[Entries taken from a collection]
════════
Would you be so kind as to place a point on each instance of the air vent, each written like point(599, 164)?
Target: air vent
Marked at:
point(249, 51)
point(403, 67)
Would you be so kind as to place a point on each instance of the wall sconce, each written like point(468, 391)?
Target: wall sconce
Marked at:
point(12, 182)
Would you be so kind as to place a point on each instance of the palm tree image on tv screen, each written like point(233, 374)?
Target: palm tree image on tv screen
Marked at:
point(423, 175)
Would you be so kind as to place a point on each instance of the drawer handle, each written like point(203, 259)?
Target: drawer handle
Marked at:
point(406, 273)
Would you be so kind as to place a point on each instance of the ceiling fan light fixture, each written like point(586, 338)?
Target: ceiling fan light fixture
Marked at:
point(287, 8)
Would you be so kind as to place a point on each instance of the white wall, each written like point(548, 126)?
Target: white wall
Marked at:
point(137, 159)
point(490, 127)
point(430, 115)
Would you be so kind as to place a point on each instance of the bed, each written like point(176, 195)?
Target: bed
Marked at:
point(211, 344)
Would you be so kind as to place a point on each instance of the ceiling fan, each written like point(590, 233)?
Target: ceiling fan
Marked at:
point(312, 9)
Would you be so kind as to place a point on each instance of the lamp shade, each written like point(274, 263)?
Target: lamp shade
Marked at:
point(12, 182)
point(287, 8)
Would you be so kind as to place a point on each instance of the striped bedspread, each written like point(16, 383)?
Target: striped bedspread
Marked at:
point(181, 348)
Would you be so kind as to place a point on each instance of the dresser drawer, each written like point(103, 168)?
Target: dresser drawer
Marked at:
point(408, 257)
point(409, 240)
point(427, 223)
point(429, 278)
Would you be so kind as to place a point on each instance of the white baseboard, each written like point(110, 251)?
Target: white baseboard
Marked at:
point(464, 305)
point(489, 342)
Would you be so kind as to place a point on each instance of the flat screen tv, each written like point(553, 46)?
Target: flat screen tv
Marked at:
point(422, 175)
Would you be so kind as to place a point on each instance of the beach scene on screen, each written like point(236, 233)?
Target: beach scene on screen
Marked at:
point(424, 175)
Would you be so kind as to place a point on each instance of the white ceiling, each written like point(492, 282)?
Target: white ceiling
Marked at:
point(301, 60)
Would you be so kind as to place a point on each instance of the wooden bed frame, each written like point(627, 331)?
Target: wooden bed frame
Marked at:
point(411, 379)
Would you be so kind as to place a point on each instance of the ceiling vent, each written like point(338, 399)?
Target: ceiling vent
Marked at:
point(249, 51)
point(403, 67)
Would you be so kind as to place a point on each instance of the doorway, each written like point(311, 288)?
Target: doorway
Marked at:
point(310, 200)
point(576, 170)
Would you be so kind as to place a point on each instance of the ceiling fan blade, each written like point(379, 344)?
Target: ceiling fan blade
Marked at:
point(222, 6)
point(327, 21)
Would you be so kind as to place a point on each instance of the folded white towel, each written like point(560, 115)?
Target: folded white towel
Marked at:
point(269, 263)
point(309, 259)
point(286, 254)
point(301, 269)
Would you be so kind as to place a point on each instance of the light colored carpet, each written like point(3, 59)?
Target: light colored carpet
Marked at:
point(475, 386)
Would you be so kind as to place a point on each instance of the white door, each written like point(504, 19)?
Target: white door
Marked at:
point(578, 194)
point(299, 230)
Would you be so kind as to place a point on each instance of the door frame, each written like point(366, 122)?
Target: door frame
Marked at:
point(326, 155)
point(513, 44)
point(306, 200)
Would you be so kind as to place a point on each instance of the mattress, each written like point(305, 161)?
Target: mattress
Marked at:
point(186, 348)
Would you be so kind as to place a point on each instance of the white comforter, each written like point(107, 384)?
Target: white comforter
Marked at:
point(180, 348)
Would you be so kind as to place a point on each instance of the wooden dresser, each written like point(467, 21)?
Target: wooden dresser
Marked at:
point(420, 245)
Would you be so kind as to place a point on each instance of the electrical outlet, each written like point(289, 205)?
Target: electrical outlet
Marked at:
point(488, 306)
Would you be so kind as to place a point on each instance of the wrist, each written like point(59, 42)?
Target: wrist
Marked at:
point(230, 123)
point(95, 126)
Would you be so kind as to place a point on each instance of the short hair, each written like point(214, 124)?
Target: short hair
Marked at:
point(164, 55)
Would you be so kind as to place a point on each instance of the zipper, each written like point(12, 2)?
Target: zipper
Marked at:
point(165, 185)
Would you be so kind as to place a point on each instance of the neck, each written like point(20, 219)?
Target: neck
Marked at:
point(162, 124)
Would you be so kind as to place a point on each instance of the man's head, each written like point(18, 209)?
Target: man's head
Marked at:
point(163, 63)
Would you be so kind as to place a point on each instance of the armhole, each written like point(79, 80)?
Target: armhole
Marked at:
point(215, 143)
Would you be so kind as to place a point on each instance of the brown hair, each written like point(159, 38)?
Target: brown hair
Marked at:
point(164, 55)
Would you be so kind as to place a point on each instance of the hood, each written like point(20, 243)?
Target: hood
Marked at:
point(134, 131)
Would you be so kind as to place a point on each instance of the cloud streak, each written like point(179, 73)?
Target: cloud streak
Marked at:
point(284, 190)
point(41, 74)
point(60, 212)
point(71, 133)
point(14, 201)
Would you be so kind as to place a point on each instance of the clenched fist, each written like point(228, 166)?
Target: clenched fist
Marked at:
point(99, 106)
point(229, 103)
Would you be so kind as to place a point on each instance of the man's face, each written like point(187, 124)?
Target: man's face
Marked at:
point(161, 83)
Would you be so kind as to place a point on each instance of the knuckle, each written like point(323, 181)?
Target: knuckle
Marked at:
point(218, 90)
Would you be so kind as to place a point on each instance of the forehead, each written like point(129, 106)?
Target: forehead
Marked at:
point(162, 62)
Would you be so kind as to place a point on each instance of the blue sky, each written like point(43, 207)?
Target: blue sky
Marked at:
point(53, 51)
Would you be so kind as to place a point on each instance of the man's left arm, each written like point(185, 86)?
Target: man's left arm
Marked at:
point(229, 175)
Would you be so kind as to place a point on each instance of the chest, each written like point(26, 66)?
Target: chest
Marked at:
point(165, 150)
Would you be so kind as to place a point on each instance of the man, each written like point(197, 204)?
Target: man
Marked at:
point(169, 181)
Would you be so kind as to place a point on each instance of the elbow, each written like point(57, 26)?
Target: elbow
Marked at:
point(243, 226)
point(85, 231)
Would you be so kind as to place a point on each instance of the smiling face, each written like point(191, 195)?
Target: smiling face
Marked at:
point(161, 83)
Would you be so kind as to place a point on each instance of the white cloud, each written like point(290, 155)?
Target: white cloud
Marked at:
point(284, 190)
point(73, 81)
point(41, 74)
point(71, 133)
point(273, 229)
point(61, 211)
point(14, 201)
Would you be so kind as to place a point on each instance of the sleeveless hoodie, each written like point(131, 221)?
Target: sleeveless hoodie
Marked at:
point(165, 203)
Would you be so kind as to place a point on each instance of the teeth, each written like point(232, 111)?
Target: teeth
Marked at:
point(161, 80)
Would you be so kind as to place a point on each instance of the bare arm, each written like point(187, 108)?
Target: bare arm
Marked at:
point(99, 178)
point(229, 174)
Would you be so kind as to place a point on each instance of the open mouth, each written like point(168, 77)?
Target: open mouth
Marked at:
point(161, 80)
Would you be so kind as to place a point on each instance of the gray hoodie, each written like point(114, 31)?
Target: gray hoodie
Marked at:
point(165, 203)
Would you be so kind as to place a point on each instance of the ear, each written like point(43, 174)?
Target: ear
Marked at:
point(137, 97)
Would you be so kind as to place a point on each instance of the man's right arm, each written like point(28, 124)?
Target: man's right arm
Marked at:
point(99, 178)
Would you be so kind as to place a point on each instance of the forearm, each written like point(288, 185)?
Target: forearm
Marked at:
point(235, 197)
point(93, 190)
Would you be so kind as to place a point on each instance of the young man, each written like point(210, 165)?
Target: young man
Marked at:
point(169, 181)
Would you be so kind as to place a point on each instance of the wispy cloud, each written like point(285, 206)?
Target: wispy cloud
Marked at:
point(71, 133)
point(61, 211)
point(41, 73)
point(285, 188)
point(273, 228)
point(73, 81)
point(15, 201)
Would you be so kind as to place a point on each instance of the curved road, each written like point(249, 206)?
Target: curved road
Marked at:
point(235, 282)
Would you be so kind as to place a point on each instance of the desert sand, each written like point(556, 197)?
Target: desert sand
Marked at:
════════
**Prompt:** Using the data above, establish how many lines include the word "baseboard"; the reply is that number only.

**Solved exercise:** 2